• _Supplied records_:
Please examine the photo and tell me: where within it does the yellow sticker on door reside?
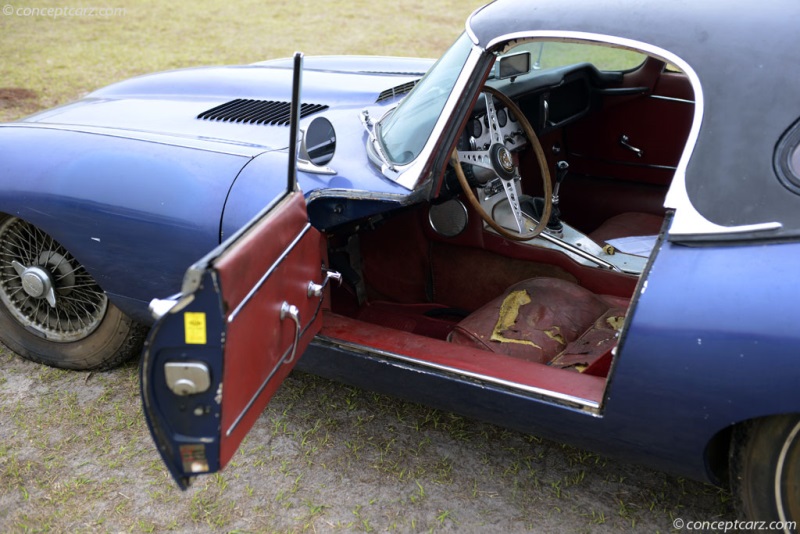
[183,312,206,345]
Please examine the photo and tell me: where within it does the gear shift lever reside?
[553,159,569,206]
[520,160,569,236]
[547,160,569,232]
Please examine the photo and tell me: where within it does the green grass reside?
[0,0,730,533]
[0,0,482,120]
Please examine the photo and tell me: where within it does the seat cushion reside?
[448,278,628,363]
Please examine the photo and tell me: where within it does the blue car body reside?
[0,0,800,532]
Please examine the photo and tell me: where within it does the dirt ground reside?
[0,349,733,533]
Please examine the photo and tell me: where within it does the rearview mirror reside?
[496,52,531,80]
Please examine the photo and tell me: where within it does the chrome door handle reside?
[619,134,644,158]
[281,301,300,363]
[308,269,342,298]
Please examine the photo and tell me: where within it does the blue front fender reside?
[0,126,250,320]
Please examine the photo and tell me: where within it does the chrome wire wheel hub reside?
[0,217,108,343]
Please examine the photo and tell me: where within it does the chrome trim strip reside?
[312,335,600,416]
[775,423,800,534]
[537,230,622,273]
[306,188,409,204]
[486,31,783,237]
[647,95,695,104]
[227,223,311,323]
[225,347,292,438]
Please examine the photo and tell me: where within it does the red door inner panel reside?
[215,193,323,466]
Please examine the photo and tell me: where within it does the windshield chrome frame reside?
[376,44,485,191]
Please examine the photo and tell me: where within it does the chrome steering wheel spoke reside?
[458,150,494,171]
[500,177,527,234]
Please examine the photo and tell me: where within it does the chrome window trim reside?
[648,95,695,104]
[476,30,783,239]
[383,45,484,191]
[312,335,600,417]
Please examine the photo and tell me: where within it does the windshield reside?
[377,34,472,165]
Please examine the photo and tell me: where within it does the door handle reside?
[281,301,300,363]
[619,134,644,158]
[308,269,342,298]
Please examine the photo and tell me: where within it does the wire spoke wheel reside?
[0,217,108,343]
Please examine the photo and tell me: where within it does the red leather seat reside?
[448,278,630,367]
[589,212,664,244]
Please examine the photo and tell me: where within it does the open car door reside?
[141,54,331,488]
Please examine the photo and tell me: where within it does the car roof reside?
[467,0,800,242]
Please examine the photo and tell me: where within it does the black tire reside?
[730,414,800,533]
[0,217,146,370]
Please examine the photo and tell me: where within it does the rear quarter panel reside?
[604,242,800,482]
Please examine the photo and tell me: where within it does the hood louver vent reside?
[197,98,328,126]
[375,80,419,103]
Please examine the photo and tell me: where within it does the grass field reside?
[0,0,732,533]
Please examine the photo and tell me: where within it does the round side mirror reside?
[300,117,336,166]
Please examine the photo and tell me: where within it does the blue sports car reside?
[0,0,800,532]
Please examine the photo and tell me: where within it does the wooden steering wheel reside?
[451,86,553,241]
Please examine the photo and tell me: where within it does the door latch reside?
[164,362,211,397]
[619,134,644,158]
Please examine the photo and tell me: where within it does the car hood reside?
[25,56,433,155]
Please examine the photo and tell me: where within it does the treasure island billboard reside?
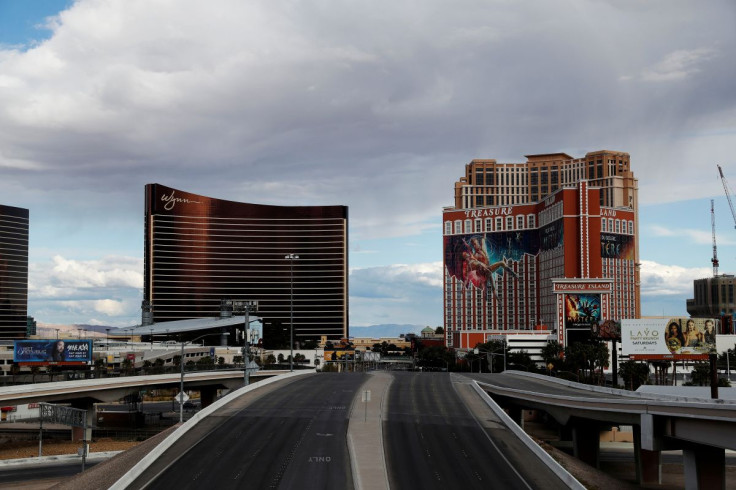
[601,233,635,260]
[621,318,716,360]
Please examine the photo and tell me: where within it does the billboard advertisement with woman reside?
[621,318,716,360]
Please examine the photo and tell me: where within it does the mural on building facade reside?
[445,221,562,300]
[565,294,601,328]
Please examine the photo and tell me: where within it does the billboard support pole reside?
[38,416,43,458]
[708,352,718,399]
[611,339,618,388]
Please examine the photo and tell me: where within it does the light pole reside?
[473,340,506,374]
[284,254,299,372]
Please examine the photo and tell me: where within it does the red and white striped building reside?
[443,151,640,349]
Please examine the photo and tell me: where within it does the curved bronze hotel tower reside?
[144,184,348,341]
[0,205,28,339]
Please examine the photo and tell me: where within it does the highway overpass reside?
[473,371,736,488]
[105,372,582,490]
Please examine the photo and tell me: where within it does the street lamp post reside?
[284,253,299,372]
[473,339,506,374]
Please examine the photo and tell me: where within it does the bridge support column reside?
[507,405,524,429]
[633,414,662,485]
[71,401,97,444]
[572,420,601,468]
[199,386,217,408]
[682,444,726,490]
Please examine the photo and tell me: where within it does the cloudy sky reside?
[0,0,736,326]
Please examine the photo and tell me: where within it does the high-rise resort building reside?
[0,205,28,340]
[443,151,640,349]
[144,184,348,342]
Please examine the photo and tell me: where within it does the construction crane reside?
[716,165,736,228]
[710,199,718,277]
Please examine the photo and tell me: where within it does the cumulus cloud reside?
[28,255,143,327]
[641,260,713,296]
[642,48,718,82]
[0,0,736,330]
[350,262,442,325]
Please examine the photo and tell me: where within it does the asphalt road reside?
[462,373,641,400]
[133,373,365,489]
[383,372,567,490]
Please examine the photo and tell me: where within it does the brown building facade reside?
[0,205,28,339]
[443,151,640,348]
[144,184,348,341]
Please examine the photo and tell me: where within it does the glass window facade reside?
[144,184,348,341]
[0,205,28,339]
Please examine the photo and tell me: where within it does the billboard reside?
[13,339,92,364]
[621,318,716,360]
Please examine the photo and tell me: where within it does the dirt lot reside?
[0,439,140,459]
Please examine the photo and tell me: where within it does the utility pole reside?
[710,199,720,277]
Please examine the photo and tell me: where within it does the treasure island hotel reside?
[443,151,640,349]
[144,184,348,341]
[0,205,28,339]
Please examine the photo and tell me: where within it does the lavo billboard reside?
[621,318,716,360]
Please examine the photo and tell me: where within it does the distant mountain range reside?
[37,323,435,338]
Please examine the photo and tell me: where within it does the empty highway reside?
[384,372,568,490]
[133,373,365,489]
[106,372,568,490]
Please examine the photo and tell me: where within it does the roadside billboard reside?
[621,317,716,360]
[13,339,92,365]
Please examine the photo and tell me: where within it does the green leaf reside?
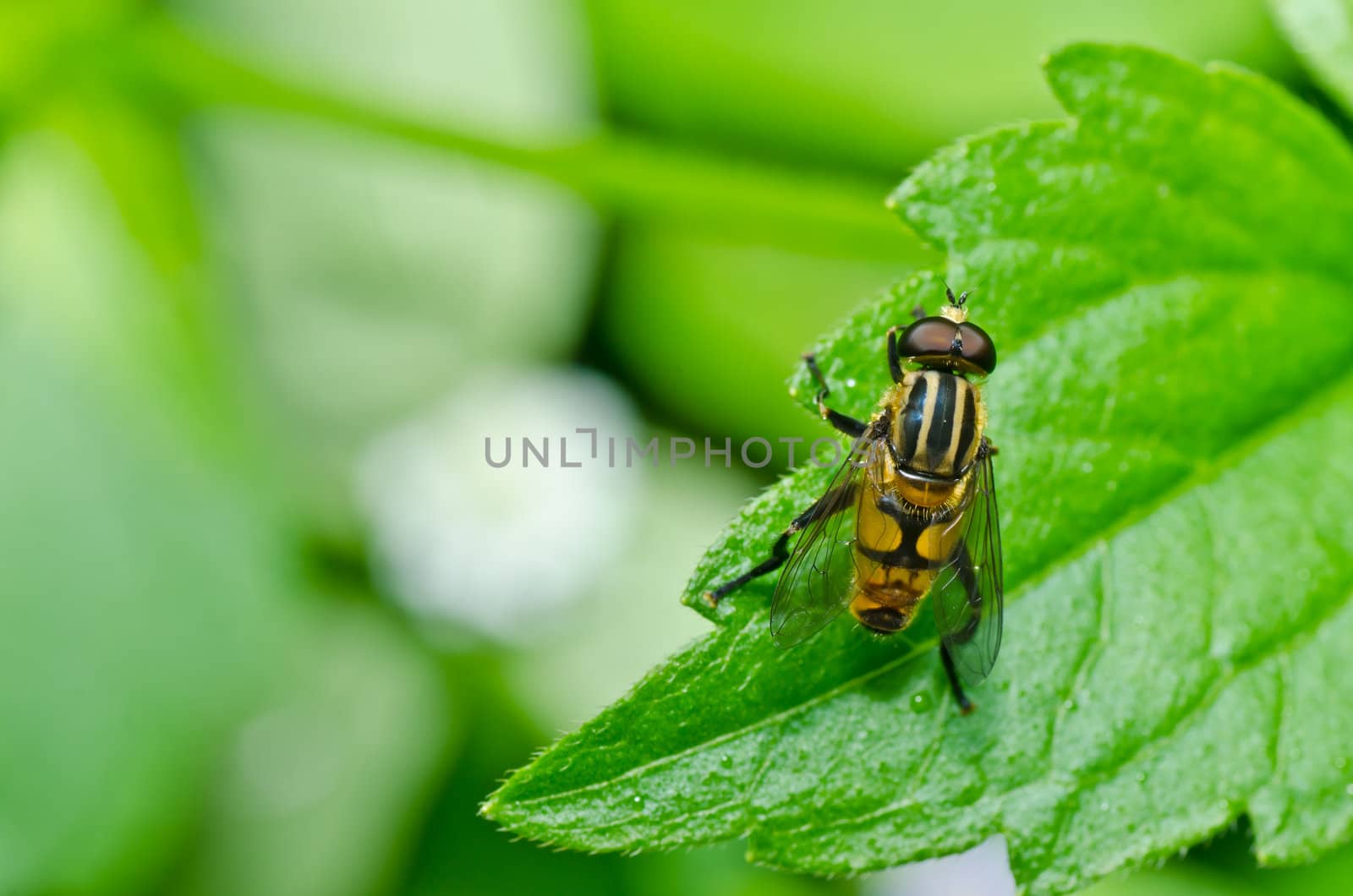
[0,131,296,893]
[1270,0,1353,115]
[485,45,1353,893]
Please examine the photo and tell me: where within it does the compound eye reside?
[958,322,996,374]
[897,317,963,358]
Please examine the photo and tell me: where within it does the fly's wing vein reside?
[931,440,1005,685]
[770,441,878,647]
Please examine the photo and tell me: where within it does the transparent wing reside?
[931,440,1005,685]
[770,441,879,647]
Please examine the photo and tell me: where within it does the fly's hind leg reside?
[704,484,855,606]
[939,644,976,716]
[803,353,868,439]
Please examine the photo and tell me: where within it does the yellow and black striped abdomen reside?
[891,371,986,478]
[850,482,966,633]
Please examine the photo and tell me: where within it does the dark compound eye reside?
[897,317,958,358]
[897,317,996,375]
[958,324,996,374]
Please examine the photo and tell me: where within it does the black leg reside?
[803,355,866,439]
[888,326,902,383]
[939,644,976,716]
[705,484,855,606]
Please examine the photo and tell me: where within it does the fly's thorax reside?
[854,473,972,571]
[888,369,986,482]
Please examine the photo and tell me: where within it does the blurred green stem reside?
[119,19,935,264]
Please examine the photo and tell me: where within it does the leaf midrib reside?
[501,358,1353,827]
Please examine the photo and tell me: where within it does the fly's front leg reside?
[803,353,866,439]
[939,644,976,716]
[704,484,855,606]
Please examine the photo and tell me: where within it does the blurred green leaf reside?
[602,223,929,457]
[587,0,1290,178]
[176,606,458,896]
[1270,0,1353,115]
[0,124,293,892]
[485,45,1353,893]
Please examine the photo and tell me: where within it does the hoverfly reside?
[705,287,1004,714]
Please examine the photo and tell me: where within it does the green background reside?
[0,0,1350,894]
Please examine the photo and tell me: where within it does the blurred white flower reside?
[861,837,1015,896]
[359,369,644,642]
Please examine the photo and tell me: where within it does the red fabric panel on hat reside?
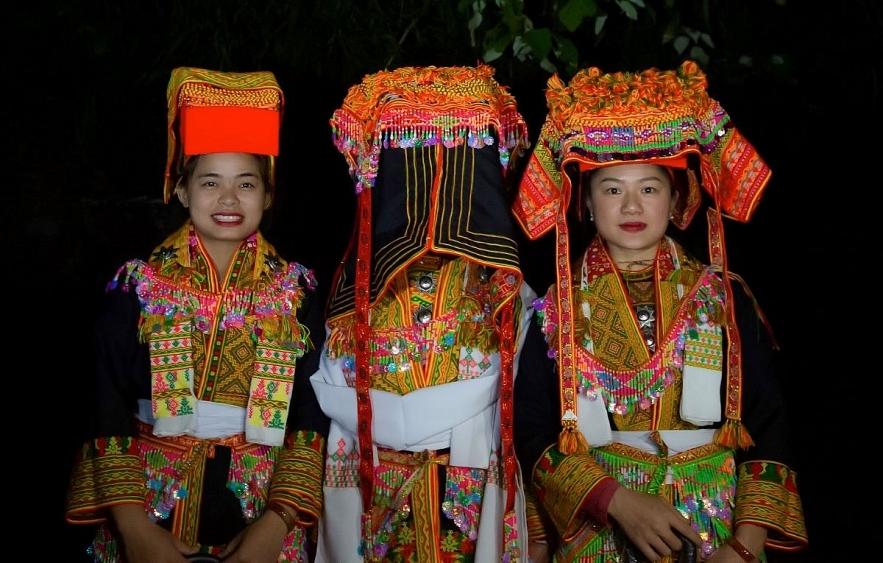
[181,106,282,156]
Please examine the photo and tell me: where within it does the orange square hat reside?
[163,67,284,203]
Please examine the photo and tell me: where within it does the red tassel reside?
[714,420,754,450]
[558,429,589,455]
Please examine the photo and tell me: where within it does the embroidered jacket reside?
[67,222,328,561]
[515,238,806,562]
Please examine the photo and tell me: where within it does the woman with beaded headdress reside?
[514,61,807,563]
[67,67,328,563]
[312,65,534,563]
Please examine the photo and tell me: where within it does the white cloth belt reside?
[613,428,715,457]
[310,364,500,467]
[135,399,245,440]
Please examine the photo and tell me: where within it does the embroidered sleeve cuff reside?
[534,446,617,541]
[735,461,808,551]
[65,436,145,524]
[269,431,325,527]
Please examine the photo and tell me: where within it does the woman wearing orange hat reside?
[514,61,807,563]
[67,68,328,563]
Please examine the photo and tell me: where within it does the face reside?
[176,152,270,260]
[586,164,677,262]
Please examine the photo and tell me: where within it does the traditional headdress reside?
[327,61,528,536]
[513,61,770,452]
[163,67,284,203]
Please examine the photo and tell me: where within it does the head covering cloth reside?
[327,65,528,532]
[163,67,284,203]
[513,61,771,449]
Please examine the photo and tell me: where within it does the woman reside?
[67,68,328,563]
[311,65,535,563]
[515,61,807,563]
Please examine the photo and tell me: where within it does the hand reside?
[607,487,702,561]
[110,504,199,563]
[218,512,288,563]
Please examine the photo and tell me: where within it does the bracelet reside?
[727,536,757,563]
[267,500,297,534]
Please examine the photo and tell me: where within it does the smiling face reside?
[586,164,677,266]
[176,152,270,274]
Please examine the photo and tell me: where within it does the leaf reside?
[558,0,598,33]
[616,0,638,21]
[522,28,552,59]
[595,14,607,35]
[690,45,708,67]
[673,35,690,55]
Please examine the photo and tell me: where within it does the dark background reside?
[10,0,883,562]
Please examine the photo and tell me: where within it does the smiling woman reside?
[66,68,329,563]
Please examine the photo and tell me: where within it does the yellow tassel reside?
[558,428,589,455]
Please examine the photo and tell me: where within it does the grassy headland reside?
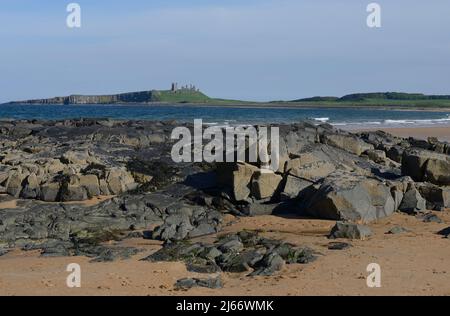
[5,89,450,110]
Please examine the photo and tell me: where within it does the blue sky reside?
[0,0,450,102]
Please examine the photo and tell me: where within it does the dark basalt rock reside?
[417,213,442,224]
[175,276,223,290]
[328,242,352,250]
[142,231,317,276]
[438,227,450,239]
[386,226,410,235]
[330,222,372,240]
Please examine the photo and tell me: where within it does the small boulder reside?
[329,222,372,240]
[251,170,283,200]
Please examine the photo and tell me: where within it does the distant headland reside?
[6,82,450,109]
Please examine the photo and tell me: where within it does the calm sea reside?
[0,105,450,129]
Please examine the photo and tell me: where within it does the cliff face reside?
[10,89,211,105]
[11,91,155,104]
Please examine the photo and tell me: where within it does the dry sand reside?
[0,127,450,296]
[0,211,450,296]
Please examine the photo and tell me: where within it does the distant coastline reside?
[4,84,450,111]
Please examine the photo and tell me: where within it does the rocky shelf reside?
[0,119,450,278]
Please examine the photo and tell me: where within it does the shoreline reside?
[349,126,450,142]
[0,102,450,113]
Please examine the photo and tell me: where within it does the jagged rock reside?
[424,156,450,185]
[106,168,137,194]
[386,146,405,163]
[79,174,101,198]
[217,163,260,201]
[328,242,352,250]
[416,183,450,211]
[20,173,40,199]
[364,150,387,163]
[250,252,285,276]
[301,173,395,222]
[398,186,427,214]
[286,153,336,182]
[61,151,98,165]
[283,175,313,199]
[241,200,279,216]
[61,184,88,202]
[322,134,374,156]
[40,182,60,202]
[5,170,28,198]
[418,213,442,224]
[438,227,450,239]
[330,222,372,240]
[175,276,223,290]
[386,226,410,235]
[251,171,283,200]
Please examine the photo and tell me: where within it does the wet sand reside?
[0,211,450,296]
[359,126,450,142]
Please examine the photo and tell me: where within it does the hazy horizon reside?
[0,0,450,103]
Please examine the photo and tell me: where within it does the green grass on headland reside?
[287,92,450,108]
[7,89,450,110]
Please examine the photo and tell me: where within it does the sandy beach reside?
[0,211,450,296]
[0,120,450,296]
[360,126,450,142]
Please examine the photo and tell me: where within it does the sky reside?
[0,0,450,102]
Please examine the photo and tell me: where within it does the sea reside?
[0,104,450,129]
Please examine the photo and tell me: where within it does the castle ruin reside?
[170,82,200,92]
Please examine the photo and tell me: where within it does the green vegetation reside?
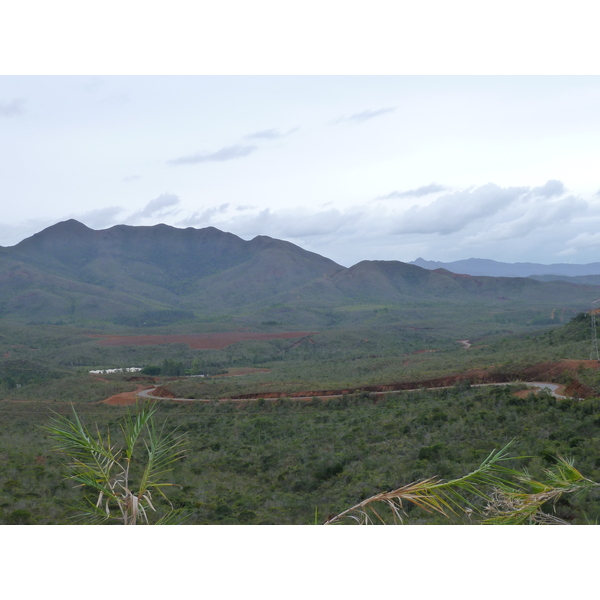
[0,385,600,524]
[0,222,600,524]
[46,406,183,525]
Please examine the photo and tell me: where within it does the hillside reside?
[0,220,600,328]
[410,258,600,281]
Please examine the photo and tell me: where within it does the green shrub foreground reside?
[0,385,600,524]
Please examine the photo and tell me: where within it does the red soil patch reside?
[89,331,317,350]
[152,386,175,398]
[214,367,271,377]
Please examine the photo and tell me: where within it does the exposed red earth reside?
[92,360,600,406]
[89,331,318,350]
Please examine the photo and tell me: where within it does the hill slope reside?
[0,220,600,325]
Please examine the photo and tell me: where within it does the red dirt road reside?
[89,331,317,350]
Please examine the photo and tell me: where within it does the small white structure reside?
[90,367,142,375]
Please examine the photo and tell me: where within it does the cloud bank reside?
[333,106,396,124]
[0,180,600,266]
[375,183,448,200]
[167,144,258,167]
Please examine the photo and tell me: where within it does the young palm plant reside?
[45,405,185,525]
[325,442,600,525]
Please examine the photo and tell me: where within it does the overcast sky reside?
[0,76,600,266]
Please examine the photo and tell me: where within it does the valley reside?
[0,221,600,524]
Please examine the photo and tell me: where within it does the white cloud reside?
[244,127,298,140]
[127,193,180,222]
[375,183,448,200]
[167,144,258,167]
[333,106,396,124]
[392,183,528,235]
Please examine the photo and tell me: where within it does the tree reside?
[45,405,184,525]
[325,442,600,525]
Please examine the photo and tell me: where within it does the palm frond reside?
[325,441,520,525]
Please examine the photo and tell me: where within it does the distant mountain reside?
[409,258,600,281]
[0,220,600,326]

• _Goal_: Rewrite the records between the line containing "shrub foreground reside?" and the line containing "[89,331,318,350]", inclusive. Keep each request unchanged and shift every bounding-box coordinate in the answers down by 56.

• _Exercise response_:
Please examine the photo and tell me: where within it does the green shrub foreground reside?
[-56,329,544,468]
Please examine the photo and tell me: where within it does the red soil patch reside?
[33,275,261,294]
[96,330,119,342]
[158,311,215,321]
Please examine the photo and tell me: where within it does the exposed red earth reside?
[36,304,544,350]
[33,275,262,294]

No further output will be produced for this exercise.